Show each line below that contains the word "track". Case counts.

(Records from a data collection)
*****

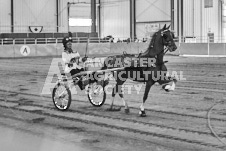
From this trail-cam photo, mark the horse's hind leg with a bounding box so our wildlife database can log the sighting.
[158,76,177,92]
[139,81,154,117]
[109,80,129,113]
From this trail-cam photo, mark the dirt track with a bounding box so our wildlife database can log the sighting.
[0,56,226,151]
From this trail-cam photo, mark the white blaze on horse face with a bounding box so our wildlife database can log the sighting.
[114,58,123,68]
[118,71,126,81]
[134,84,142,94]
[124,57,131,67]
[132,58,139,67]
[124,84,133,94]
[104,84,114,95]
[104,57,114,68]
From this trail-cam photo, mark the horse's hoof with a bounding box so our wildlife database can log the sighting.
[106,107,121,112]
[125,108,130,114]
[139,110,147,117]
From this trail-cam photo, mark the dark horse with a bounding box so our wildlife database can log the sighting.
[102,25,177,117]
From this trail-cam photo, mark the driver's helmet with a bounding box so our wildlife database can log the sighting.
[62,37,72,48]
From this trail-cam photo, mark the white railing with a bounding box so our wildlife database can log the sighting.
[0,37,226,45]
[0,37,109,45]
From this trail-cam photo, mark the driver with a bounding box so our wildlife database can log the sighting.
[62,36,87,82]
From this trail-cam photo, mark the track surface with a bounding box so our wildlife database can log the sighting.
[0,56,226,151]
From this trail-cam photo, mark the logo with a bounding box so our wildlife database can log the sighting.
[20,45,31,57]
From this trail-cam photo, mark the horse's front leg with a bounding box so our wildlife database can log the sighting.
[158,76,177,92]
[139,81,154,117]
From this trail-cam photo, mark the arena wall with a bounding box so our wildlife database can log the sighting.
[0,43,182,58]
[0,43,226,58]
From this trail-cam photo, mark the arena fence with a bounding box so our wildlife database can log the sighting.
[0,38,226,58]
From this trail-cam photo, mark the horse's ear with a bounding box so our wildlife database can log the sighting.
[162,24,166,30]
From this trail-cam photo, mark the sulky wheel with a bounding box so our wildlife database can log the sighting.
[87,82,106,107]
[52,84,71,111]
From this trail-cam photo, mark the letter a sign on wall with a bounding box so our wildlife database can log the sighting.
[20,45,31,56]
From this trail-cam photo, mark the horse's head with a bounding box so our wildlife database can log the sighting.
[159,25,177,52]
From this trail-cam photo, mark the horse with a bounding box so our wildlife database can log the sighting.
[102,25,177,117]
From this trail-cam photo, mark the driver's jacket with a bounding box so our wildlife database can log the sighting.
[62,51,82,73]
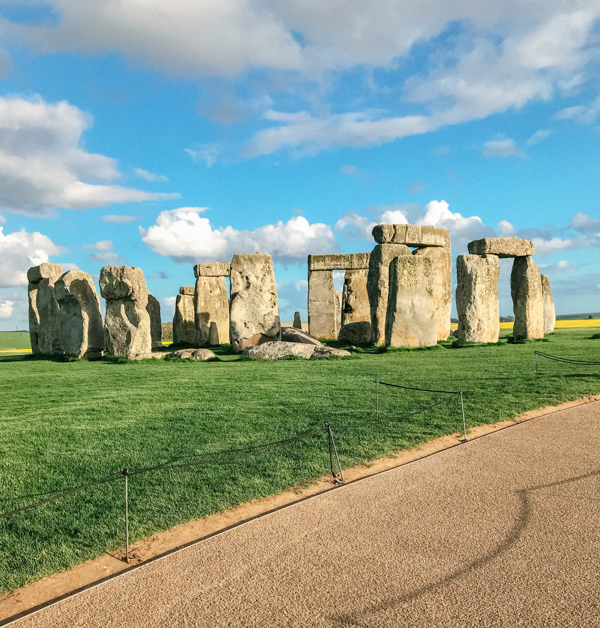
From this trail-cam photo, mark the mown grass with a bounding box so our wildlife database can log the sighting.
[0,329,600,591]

*****

*Solution to this exercise*.
From this trail-cam photo, mark the dirt track with a bounding box so our wildlife database can log the sighting.
From this trail-cam photo, mark the track surface with a bounding box so our wildlife database can log the sighting.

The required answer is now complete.